• Supplied information:
────────────────
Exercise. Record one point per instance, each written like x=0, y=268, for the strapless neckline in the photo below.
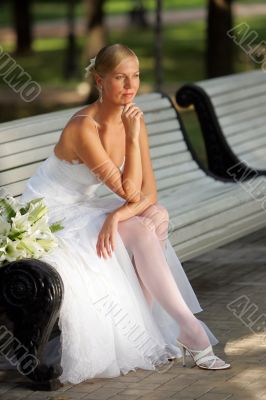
x=76, y=162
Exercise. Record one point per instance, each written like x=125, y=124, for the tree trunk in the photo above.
x=23, y=25
x=219, y=45
x=96, y=34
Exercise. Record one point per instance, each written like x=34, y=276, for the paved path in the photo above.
x=59, y=28
x=218, y=277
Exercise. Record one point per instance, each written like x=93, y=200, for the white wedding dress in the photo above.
x=107, y=326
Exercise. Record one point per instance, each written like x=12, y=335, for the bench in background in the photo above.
x=232, y=114
x=205, y=212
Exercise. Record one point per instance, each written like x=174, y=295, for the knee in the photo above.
x=161, y=212
x=145, y=230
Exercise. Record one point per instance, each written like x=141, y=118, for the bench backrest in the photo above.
x=26, y=142
x=239, y=102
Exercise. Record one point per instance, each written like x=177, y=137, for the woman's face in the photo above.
x=121, y=85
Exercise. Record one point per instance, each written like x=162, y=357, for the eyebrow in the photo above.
x=122, y=73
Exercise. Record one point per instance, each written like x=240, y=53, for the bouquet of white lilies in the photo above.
x=24, y=229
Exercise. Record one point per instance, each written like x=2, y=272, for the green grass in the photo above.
────────────────
• Task to complete:
Give back every entry in full, exactly as written, with no picture included.

• Answer area:
Exercise. Record one point per instance, each written like x=0, y=268, for the strapless neckline in the photo below.
x=76, y=162
Exercise. Record one point per instance, each written like x=125, y=124, for the tree trunk in the photo above.
x=23, y=25
x=219, y=45
x=96, y=34
Exercise. Record one point per instance, each written like x=34, y=276, for the paved path in the photo above.
x=59, y=28
x=218, y=277
Exercise. Record one point per instance, each written like x=93, y=200, for the white wedding dress in the photo above.
x=107, y=326
Exercise. Record one point per instance, each written like x=12, y=335, for the bench in background in the photo above.
x=232, y=114
x=205, y=212
Exercise. Record one point per instance, each written like x=174, y=295, for the knee in the photo above.
x=161, y=212
x=145, y=230
Exercise. Record one point per instance, each written like x=141, y=118, for the bench backrest in the photo above.
x=26, y=142
x=239, y=102
Exercise. Record one point per instance, each written like x=177, y=137, for the woman's face in the photo above.
x=121, y=85
Exercise. Record one point per instance, each written like x=162, y=357, for the eyebrow in the photo above.
x=122, y=73
Exercise. Record one point per instance, each written like x=240, y=53, for the bouquet of white lilies in the photo above.
x=24, y=229
Exercise. Record one point per instance, each written like x=2, y=272, for the green grass in the photo above.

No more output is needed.